Extracted material =

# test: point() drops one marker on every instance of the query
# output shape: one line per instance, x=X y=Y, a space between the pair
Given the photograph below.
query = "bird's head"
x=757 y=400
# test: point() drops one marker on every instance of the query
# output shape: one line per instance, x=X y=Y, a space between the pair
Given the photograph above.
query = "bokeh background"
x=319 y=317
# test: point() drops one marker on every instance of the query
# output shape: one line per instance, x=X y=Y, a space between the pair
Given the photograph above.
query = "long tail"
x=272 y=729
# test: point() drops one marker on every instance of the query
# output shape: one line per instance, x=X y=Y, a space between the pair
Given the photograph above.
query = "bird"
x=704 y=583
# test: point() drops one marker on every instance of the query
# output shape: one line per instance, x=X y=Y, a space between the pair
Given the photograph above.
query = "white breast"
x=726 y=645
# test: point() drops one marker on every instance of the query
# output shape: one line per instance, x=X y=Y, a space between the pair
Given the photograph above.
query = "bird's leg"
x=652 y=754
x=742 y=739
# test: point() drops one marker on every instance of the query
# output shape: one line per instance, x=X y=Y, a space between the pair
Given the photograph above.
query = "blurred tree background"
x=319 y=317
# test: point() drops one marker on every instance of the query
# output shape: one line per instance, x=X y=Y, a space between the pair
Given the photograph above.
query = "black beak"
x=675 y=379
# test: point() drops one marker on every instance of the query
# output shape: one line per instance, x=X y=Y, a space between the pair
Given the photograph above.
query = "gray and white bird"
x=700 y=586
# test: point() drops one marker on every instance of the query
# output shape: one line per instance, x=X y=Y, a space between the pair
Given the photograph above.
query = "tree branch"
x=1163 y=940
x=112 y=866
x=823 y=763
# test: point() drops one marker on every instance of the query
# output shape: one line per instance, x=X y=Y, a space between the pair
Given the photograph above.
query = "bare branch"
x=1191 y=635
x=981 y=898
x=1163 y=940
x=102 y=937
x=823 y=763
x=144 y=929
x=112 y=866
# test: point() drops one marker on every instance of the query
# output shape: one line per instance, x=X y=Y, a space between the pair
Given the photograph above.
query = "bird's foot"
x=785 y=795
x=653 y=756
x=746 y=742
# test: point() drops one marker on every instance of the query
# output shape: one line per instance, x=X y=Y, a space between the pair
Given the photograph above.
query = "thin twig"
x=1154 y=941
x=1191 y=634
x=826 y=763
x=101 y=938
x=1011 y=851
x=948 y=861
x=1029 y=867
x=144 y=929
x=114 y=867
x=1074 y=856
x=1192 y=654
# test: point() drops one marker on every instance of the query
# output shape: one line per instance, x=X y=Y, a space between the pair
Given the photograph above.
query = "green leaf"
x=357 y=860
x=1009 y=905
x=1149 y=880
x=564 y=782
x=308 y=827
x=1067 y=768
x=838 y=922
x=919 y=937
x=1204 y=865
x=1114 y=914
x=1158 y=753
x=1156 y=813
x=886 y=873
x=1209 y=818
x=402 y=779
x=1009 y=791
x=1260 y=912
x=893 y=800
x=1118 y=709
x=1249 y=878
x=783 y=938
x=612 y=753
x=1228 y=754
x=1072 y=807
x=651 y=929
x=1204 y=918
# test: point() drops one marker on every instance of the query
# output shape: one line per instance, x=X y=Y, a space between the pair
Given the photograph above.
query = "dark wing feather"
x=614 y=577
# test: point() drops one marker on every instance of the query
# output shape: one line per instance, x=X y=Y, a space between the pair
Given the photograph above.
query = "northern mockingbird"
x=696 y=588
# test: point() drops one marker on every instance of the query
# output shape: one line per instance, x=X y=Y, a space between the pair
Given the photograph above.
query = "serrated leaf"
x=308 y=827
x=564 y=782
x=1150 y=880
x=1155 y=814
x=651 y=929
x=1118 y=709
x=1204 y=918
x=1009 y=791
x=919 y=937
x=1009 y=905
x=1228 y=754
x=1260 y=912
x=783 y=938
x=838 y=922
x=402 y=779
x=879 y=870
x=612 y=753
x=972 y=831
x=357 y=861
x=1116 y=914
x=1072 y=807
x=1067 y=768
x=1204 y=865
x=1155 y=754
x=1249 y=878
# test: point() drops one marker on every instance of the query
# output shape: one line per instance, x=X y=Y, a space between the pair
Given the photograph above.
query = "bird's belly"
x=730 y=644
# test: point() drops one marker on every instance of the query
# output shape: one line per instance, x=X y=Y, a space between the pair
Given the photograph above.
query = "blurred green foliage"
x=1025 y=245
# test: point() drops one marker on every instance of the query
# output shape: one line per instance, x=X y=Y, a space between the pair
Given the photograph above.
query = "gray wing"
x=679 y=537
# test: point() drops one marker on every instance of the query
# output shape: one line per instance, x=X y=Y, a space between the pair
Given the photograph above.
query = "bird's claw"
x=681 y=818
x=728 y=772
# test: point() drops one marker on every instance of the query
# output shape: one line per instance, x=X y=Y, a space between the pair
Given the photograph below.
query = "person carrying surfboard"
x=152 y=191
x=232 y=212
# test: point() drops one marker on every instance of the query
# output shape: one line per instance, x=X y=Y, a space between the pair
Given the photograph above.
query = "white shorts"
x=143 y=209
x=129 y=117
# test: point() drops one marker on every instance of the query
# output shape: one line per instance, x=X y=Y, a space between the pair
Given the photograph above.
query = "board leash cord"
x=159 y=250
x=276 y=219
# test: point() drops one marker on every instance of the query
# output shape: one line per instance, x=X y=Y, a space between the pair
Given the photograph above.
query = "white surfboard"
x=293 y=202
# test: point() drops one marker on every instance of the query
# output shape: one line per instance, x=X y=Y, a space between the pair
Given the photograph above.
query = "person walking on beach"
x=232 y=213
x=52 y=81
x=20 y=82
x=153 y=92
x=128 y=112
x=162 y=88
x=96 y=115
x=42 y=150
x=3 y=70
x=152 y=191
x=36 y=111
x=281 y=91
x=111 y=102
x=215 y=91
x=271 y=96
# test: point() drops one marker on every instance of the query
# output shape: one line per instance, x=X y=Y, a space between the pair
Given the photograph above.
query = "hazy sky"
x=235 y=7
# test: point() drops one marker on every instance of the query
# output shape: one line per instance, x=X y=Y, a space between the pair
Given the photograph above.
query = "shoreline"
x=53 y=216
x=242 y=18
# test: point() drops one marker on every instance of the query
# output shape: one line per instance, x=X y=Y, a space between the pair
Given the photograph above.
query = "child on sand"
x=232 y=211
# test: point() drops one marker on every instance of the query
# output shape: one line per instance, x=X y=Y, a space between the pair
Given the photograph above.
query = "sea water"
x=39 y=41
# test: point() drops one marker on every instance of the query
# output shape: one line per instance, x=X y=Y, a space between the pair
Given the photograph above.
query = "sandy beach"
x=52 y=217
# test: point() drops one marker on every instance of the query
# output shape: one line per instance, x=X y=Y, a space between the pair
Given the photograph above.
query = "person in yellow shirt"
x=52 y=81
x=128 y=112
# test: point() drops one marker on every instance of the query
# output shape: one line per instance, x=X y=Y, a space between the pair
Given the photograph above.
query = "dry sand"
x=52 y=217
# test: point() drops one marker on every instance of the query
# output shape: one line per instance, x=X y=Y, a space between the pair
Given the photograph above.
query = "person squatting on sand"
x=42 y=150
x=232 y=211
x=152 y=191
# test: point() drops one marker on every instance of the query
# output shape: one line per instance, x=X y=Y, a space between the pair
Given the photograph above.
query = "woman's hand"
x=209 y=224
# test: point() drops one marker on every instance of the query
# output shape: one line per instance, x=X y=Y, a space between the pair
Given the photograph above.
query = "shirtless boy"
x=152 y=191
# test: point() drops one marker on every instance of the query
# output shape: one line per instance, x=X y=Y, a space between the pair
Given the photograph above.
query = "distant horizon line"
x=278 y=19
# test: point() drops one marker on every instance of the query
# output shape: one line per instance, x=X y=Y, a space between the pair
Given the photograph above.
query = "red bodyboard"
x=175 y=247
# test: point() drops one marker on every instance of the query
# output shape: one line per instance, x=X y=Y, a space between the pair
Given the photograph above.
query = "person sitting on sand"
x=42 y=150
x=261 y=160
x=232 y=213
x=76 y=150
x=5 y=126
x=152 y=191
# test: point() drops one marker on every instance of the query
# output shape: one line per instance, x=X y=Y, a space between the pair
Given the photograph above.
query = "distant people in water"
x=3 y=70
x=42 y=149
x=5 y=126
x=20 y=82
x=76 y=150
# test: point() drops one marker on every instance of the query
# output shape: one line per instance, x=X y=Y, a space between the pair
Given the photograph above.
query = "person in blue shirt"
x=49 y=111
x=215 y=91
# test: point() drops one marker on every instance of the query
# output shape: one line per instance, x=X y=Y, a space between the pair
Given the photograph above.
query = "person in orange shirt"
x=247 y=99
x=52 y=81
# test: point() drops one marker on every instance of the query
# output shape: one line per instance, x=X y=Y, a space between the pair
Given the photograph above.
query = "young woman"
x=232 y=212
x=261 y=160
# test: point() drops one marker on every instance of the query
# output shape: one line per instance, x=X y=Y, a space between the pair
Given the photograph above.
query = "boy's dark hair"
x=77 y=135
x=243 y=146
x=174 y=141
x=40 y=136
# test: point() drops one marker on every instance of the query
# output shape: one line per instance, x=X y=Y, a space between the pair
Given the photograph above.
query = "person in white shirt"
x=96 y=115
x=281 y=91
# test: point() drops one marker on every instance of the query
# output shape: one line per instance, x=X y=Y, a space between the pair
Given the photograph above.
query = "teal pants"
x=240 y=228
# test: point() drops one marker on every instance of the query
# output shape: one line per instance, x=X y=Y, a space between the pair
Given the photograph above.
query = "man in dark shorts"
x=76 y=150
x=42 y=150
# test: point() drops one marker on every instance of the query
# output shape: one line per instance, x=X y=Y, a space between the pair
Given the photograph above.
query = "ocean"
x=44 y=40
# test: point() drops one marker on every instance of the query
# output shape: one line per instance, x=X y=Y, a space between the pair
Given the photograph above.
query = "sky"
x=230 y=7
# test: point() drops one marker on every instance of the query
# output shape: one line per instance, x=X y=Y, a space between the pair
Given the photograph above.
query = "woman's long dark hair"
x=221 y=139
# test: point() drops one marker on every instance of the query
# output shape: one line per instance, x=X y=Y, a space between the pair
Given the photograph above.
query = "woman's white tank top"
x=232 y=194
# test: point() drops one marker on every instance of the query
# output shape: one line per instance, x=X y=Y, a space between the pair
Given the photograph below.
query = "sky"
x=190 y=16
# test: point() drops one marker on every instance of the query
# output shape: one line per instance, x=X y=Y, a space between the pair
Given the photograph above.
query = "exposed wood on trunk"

Exercise details =
Count the lines in the listing above that contain the string "surfboard", treating uppercase and lowercase as different. Reply with the number alone.

Task solution =
2